> What needs to be done:
From the passage on disability in the built environment below, reproduce everything from "Urban Hostility" down to "Science collections, Smithsonian." word for word.

#### Text passage ####

Urban Hostility

Disability, Inequity and Dignity in the Built Environment

Imogen S.B. Howe (Architect)

Inaccesible Kerb_Smithsonian.jpg

Inaccessible kerb, late 20th century. Division of Medicine and Science collections, Smithsonian.

The built environment has historically been designed for idealised and standardised bodies, an approach which dates back at least to Vitruvius’ proportioning systems, and which was popularised and further developed in Europe throughout the Renaissance and centuries beyond. In more recent history, this approach to design is enforced and perpetuated by building codes and industry standards as well as documents like Ernst Neufert’s Architects Data and systems like Le Corbusier’s Modulor.[1] The major problem with these codes and systems is that by designing for a standard, or norm, they encourage a design response which generalises the human condition. It is surprising that, in the 21st Century, when we are more aware than ever of the breadth of human needs and expression, our contemporary designs for the built environment are still intrinsically marginalising in ways that are both subtle and overt, for people whose needs deviate from this idealised norm.

In 2011 I presented research [2] into the issues of marginalisation for wheelchair users in relation to available clothing options. Clothing is intimately linked to identity and self-expression. Key observations were that the design of clothing for this group tends to be primarily medical or functional, focussing on safe clothing that is easy to put on or take off like tracksuits or gowns, but overlooks emotional and aesthetic needs of users for self-expression. By contrast, the general clothing market is endlessly diverse, creating huge variety in options for people who are closer to a ‘norm’ but marginalising those whose needs are different. Furthermore, clothing options which target the wheelchair user community are generally overly pragmatic and often simply ugly. Respondents consistently identified that this sends a clear negative message to them about how they are perceived and valued by society.

#### Information shown ####

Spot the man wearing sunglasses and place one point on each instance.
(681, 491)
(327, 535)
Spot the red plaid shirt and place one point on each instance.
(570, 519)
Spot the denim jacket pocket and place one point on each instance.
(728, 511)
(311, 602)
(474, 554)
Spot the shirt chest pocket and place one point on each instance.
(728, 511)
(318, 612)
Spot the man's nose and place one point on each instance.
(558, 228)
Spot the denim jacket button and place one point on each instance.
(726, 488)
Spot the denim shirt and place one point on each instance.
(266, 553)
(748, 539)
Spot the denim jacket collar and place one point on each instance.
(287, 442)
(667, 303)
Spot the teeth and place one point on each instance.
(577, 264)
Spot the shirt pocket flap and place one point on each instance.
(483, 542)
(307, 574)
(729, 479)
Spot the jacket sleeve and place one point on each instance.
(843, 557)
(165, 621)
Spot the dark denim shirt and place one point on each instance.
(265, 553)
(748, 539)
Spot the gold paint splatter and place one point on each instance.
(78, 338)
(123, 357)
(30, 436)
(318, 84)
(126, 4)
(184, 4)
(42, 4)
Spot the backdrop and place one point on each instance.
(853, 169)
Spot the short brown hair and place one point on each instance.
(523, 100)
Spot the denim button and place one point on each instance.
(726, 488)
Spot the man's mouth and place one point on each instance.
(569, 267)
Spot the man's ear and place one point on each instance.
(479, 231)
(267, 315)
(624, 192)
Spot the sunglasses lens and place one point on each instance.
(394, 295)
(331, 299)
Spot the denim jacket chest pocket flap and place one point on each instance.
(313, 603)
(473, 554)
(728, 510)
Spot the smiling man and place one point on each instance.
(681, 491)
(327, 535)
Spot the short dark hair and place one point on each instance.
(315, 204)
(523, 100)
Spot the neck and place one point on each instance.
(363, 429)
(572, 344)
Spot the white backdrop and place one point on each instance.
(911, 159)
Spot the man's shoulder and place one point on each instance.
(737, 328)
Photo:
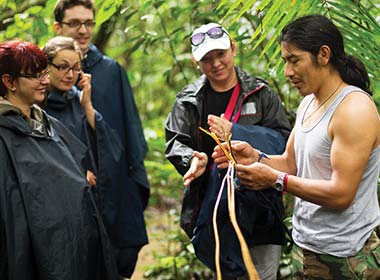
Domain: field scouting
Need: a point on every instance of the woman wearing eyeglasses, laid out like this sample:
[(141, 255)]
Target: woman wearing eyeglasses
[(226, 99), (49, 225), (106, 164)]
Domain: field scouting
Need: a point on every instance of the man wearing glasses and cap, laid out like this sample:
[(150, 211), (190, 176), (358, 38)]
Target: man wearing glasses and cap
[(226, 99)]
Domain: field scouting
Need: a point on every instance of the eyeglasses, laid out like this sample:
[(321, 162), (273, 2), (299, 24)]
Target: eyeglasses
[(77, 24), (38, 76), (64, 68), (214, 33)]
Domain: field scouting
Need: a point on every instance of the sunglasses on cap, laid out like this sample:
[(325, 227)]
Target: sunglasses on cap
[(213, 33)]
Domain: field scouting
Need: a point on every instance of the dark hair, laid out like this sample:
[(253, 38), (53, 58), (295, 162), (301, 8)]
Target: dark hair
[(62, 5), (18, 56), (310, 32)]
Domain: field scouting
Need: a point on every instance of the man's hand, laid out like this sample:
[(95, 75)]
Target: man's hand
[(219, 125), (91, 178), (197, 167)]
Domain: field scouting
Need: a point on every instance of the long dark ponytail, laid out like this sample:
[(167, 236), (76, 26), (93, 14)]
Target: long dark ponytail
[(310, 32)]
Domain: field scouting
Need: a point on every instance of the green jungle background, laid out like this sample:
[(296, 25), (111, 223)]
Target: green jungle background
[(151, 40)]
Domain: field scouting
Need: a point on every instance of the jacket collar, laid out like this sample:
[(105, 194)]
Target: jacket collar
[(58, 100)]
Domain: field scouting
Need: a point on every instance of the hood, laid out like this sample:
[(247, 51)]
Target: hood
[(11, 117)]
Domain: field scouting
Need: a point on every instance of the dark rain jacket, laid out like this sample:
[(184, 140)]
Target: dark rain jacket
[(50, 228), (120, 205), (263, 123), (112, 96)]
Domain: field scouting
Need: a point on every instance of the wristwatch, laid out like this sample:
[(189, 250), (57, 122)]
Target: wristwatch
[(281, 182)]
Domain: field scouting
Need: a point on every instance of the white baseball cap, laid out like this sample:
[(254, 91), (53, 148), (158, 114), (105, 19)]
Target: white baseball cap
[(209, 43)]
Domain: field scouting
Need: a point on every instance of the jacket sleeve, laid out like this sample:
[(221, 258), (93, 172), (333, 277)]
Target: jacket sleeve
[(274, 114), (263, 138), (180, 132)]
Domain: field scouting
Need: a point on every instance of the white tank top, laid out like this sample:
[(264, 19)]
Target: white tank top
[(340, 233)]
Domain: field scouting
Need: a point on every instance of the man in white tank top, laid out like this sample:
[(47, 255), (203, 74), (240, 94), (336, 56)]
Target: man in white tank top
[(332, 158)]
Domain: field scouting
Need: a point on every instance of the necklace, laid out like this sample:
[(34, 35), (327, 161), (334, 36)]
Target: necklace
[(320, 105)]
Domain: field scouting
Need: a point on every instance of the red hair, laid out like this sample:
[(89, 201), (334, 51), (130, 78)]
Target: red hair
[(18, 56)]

####
#### Information shown ####

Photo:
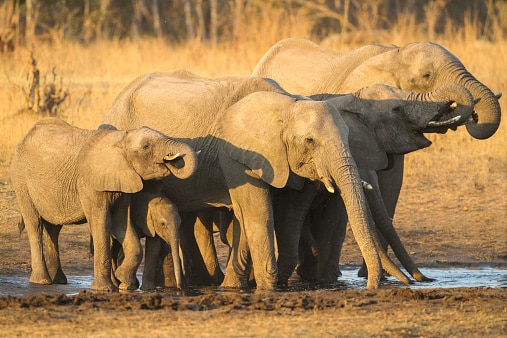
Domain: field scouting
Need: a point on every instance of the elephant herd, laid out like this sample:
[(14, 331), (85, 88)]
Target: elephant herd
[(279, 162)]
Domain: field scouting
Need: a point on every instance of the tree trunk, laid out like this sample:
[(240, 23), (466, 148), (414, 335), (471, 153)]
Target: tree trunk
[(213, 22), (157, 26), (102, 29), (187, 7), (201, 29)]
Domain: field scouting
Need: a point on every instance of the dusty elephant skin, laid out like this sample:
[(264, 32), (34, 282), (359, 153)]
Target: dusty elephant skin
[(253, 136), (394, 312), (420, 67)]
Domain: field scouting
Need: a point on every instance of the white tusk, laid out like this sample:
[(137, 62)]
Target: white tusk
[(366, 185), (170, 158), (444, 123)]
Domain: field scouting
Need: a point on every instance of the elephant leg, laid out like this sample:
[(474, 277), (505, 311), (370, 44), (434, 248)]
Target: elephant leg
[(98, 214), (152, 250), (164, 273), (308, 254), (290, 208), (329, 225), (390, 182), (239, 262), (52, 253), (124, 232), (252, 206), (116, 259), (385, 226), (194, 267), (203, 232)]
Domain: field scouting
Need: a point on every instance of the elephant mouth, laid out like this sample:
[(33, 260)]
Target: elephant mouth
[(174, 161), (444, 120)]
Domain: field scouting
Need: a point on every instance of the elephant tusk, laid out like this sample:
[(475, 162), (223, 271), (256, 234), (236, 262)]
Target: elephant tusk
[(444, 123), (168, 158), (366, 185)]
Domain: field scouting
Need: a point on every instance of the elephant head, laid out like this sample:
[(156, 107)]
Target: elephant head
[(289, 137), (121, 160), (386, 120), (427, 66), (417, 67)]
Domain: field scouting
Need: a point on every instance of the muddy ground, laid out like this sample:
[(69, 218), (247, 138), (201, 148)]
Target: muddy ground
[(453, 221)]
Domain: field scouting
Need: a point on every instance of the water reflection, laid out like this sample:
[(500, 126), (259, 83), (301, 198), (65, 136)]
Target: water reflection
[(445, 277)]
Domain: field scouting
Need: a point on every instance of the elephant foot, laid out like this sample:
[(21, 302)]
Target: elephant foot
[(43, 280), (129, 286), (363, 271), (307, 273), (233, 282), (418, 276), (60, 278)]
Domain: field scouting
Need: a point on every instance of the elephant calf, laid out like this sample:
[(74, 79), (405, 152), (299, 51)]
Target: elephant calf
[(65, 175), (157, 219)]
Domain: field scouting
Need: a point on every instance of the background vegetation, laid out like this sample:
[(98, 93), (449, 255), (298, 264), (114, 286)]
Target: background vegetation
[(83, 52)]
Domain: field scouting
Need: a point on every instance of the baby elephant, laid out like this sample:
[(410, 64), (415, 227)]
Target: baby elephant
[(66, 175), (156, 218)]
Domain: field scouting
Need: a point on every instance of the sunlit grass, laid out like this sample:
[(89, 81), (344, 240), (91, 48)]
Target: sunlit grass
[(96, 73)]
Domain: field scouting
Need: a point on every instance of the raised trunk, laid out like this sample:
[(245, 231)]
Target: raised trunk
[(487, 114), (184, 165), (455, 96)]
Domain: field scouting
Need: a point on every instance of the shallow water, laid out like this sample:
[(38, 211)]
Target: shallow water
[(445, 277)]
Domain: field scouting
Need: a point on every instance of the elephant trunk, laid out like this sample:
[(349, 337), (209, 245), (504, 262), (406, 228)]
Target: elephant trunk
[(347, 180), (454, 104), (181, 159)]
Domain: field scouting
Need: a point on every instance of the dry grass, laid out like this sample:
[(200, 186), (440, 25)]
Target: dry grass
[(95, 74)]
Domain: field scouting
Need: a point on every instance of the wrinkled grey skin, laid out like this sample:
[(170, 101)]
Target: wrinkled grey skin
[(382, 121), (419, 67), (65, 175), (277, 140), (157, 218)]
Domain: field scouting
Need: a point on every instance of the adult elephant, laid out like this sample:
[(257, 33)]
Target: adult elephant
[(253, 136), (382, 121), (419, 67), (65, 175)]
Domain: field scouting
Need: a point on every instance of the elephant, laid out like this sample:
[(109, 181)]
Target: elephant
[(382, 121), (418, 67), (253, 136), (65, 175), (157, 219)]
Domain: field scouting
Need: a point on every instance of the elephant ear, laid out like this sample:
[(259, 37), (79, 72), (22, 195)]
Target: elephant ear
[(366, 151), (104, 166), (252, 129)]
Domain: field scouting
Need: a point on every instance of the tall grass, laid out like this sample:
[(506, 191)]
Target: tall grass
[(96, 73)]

####

> Task response:
Urban Hostility

Disability, Inequity and Dignity in the Built Environment

Imogen S.B. Howe (Architect)

Inaccesible Kerb_Smithsonian.jpg

Inaccessible kerb, late 20th century. Division of Medicine and Science collections, Smithsonian.